# EXERCISE BRIEF
Find the line with "Locate every instance of the press" in the entries below, then reproduce it and every line after it down to and including the line with "Locate every instance of the man's arm", exactly.

*** Block opens ***

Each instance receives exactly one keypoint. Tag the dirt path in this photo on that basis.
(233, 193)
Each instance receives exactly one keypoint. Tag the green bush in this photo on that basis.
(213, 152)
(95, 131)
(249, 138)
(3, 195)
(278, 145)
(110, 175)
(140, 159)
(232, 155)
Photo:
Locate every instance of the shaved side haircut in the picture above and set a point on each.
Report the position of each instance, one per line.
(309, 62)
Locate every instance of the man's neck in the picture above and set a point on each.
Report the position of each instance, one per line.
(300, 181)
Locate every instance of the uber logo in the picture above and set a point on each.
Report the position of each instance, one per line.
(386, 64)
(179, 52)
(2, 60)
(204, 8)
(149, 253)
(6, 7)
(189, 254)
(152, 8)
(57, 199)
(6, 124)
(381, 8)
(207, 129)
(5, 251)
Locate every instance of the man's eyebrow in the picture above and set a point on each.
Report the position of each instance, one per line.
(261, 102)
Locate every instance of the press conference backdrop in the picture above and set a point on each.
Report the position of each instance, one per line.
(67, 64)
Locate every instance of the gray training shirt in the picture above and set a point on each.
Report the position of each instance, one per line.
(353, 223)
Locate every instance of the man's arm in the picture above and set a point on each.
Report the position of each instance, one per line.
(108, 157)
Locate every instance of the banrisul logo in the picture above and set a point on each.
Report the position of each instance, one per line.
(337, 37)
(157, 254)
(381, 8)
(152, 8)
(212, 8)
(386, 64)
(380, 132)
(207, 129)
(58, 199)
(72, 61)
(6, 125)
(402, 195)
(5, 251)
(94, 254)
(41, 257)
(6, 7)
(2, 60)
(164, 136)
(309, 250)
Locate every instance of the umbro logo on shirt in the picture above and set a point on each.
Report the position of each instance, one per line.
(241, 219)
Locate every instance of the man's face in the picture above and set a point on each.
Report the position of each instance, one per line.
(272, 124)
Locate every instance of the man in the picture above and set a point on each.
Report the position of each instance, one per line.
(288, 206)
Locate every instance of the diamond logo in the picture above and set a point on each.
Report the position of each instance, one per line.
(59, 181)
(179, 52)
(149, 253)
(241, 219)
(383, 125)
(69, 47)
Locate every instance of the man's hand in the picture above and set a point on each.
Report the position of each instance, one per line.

*** Block closes ***

# EXPECTED OUTPUT
Locate every instance of the press conference backdrop in the picture above and set a point on each.
Report the position of each instance, one per line.
(67, 64)
Locate every instance of the gray training shirt in the picture above and set a point on each.
Report the position of each instance, one per line.
(353, 223)
Locate every instance of the man's arm in the picture above and set a point on each.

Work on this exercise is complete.